--- start ---

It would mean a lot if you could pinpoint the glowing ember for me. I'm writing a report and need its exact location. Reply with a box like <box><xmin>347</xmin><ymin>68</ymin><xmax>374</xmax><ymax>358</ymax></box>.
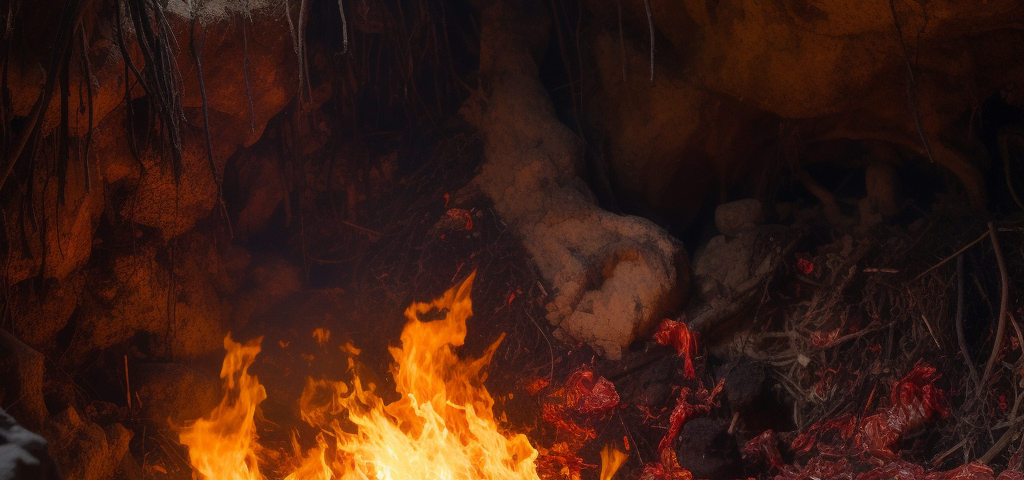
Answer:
<box><xmin>180</xmin><ymin>274</ymin><xmax>539</xmax><ymax>480</ymax></box>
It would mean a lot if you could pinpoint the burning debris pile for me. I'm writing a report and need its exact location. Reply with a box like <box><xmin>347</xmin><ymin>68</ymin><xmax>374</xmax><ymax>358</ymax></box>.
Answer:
<box><xmin>179</xmin><ymin>274</ymin><xmax>539</xmax><ymax>480</ymax></box>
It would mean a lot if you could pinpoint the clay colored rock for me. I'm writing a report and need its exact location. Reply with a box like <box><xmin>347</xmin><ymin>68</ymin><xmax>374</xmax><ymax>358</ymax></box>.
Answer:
<box><xmin>464</xmin><ymin>4</ymin><xmax>686</xmax><ymax>359</ymax></box>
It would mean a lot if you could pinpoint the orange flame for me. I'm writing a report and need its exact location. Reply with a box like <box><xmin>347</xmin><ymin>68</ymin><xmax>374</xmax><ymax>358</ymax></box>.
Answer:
<box><xmin>178</xmin><ymin>336</ymin><xmax>266</xmax><ymax>480</ymax></box>
<box><xmin>180</xmin><ymin>273</ymin><xmax>539</xmax><ymax>480</ymax></box>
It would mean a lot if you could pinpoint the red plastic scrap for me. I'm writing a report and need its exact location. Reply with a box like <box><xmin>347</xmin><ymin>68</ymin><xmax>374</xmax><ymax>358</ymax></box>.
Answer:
<box><xmin>639</xmin><ymin>448</ymin><xmax>693</xmax><ymax>480</ymax></box>
<box><xmin>925</xmin><ymin>462</ymin><xmax>995</xmax><ymax>480</ymax></box>
<box><xmin>857</xmin><ymin>363</ymin><xmax>949</xmax><ymax>460</ymax></box>
<box><xmin>995</xmin><ymin>469</ymin><xmax>1024</xmax><ymax>480</ymax></box>
<box><xmin>856</xmin><ymin>461</ymin><xmax>926</xmax><ymax>480</ymax></box>
<box><xmin>654</xmin><ymin>318</ymin><xmax>697</xmax><ymax>379</ymax></box>
<box><xmin>537</xmin><ymin>442</ymin><xmax>596</xmax><ymax>480</ymax></box>
<box><xmin>740</xmin><ymin>430</ymin><xmax>785</xmax><ymax>470</ymax></box>
<box><xmin>526</xmin><ymin>377</ymin><xmax>549</xmax><ymax>395</ymax></box>
<box><xmin>811</xmin><ymin>329</ymin><xmax>840</xmax><ymax>348</ymax></box>
<box><xmin>565</xmin><ymin>368</ymin><xmax>618</xmax><ymax>414</ymax></box>
<box><xmin>790</xmin><ymin>414</ymin><xmax>857</xmax><ymax>453</ymax></box>
<box><xmin>775</xmin><ymin>456</ymin><xmax>860</xmax><ymax>480</ymax></box>
<box><xmin>657</xmin><ymin>380</ymin><xmax>724</xmax><ymax>451</ymax></box>
<box><xmin>447</xmin><ymin>209</ymin><xmax>473</xmax><ymax>230</ymax></box>
<box><xmin>541</xmin><ymin>403</ymin><xmax>597</xmax><ymax>444</ymax></box>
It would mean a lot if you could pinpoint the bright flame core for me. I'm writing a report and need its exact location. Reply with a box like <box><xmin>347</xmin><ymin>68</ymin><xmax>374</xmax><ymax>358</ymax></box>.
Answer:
<box><xmin>179</xmin><ymin>274</ymin><xmax>539</xmax><ymax>480</ymax></box>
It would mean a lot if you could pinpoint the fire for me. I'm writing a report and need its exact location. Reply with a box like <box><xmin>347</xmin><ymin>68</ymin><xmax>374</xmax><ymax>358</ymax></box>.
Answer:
<box><xmin>178</xmin><ymin>336</ymin><xmax>266</xmax><ymax>480</ymax></box>
<box><xmin>179</xmin><ymin>274</ymin><xmax>539</xmax><ymax>480</ymax></box>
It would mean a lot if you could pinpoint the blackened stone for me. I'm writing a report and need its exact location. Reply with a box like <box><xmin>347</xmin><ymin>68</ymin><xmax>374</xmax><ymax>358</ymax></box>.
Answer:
<box><xmin>676</xmin><ymin>419</ymin><xmax>743</xmax><ymax>480</ymax></box>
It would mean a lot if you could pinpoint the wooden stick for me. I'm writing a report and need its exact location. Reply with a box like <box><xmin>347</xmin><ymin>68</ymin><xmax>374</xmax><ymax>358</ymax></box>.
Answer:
<box><xmin>910</xmin><ymin>231</ymin><xmax>990</xmax><ymax>283</ymax></box>
<box><xmin>125</xmin><ymin>355</ymin><xmax>131</xmax><ymax>409</ymax></box>
<box><xmin>978</xmin><ymin>222</ymin><xmax>1010</xmax><ymax>392</ymax></box>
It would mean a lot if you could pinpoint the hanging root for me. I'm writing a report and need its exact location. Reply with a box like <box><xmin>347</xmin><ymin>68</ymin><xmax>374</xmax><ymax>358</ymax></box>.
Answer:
<box><xmin>78</xmin><ymin>26</ymin><xmax>94</xmax><ymax>192</ymax></box>
<box><xmin>978</xmin><ymin>222</ymin><xmax>1010</xmax><ymax>392</ymax></box>
<box><xmin>889</xmin><ymin>0</ymin><xmax>935</xmax><ymax>164</ymax></box>
<box><xmin>643</xmin><ymin>0</ymin><xmax>654</xmax><ymax>83</ymax></box>
<box><xmin>999</xmin><ymin>127</ymin><xmax>1024</xmax><ymax>210</ymax></box>
<box><xmin>188</xmin><ymin>14</ymin><xmax>234</xmax><ymax>238</ymax></box>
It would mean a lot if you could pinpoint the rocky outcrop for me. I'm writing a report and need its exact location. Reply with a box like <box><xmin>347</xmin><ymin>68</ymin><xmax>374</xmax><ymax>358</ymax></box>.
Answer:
<box><xmin>464</xmin><ymin>2</ymin><xmax>687</xmax><ymax>359</ymax></box>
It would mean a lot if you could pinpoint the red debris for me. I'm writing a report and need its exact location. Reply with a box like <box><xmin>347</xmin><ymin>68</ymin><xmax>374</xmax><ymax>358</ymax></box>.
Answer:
<box><xmin>657</xmin><ymin>380</ymin><xmax>724</xmax><ymax>454</ymax></box>
<box><xmin>790</xmin><ymin>414</ymin><xmax>857</xmax><ymax>453</ymax></box>
<box><xmin>526</xmin><ymin>377</ymin><xmax>549</xmax><ymax>395</ymax></box>
<box><xmin>654</xmin><ymin>318</ymin><xmax>697</xmax><ymax>379</ymax></box>
<box><xmin>640</xmin><ymin>448</ymin><xmax>693</xmax><ymax>480</ymax></box>
<box><xmin>537</xmin><ymin>442</ymin><xmax>596</xmax><ymax>480</ymax></box>
<box><xmin>811</xmin><ymin>329</ymin><xmax>839</xmax><ymax>348</ymax></box>
<box><xmin>995</xmin><ymin>469</ymin><xmax>1024</xmax><ymax>480</ymax></box>
<box><xmin>740</xmin><ymin>430</ymin><xmax>785</xmax><ymax>470</ymax></box>
<box><xmin>541</xmin><ymin>403</ymin><xmax>597</xmax><ymax>445</ymax></box>
<box><xmin>857</xmin><ymin>363</ymin><xmax>949</xmax><ymax>460</ymax></box>
<box><xmin>565</xmin><ymin>368</ymin><xmax>618</xmax><ymax>414</ymax></box>
<box><xmin>447</xmin><ymin>209</ymin><xmax>473</xmax><ymax>230</ymax></box>
<box><xmin>775</xmin><ymin>456</ymin><xmax>859</xmax><ymax>480</ymax></box>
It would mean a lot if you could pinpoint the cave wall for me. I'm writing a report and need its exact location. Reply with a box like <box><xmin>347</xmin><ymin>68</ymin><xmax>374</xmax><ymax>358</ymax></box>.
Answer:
<box><xmin>581</xmin><ymin>0</ymin><xmax>1024</xmax><ymax>223</ymax></box>
<box><xmin>0</xmin><ymin>0</ymin><xmax>1024</xmax><ymax>474</ymax></box>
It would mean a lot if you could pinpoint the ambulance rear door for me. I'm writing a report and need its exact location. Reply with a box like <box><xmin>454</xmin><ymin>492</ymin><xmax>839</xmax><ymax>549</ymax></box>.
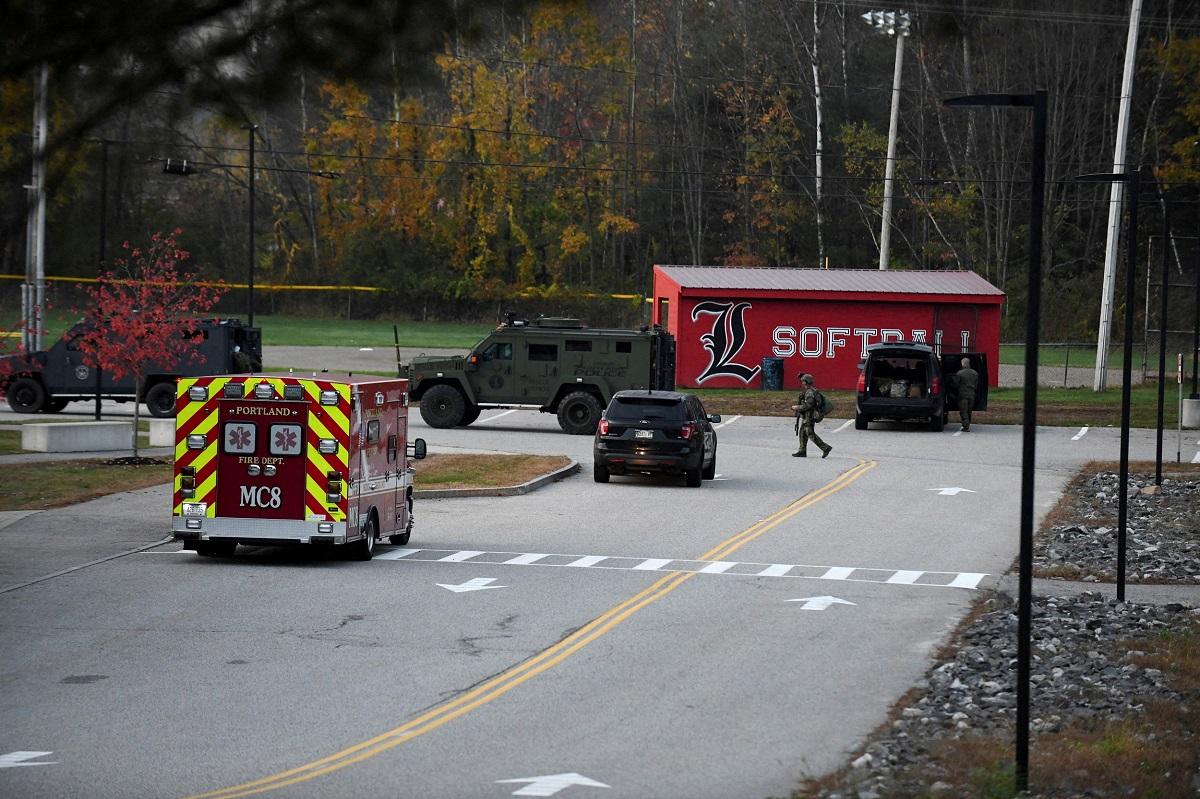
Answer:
<box><xmin>217</xmin><ymin>398</ymin><xmax>308</xmax><ymax>521</ymax></box>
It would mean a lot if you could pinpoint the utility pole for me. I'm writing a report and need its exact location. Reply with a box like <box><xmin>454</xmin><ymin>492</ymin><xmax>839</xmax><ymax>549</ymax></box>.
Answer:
<box><xmin>22</xmin><ymin>64</ymin><xmax>50</xmax><ymax>353</ymax></box>
<box><xmin>863</xmin><ymin>11</ymin><xmax>912</xmax><ymax>269</ymax></box>
<box><xmin>1092</xmin><ymin>0</ymin><xmax>1141</xmax><ymax>391</ymax></box>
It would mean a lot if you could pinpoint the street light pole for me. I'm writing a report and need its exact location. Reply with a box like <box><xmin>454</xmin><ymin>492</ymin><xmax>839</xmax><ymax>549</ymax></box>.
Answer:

--- end ---

**Given task**
Copy out verbatim every line of the records above, starting with the line that contains "It would mean a lot if you could pinpoint the street" and continuing through the final line of the records.

**Result below**
It would mean a lot if you could pinpoint the street light pole for me. I'm writing a report and need its exact location. Reply with a box like <box><xmin>454</xmin><ymin>492</ymin><xmax>839</xmax><ymax>549</ymax></box>.
Answer:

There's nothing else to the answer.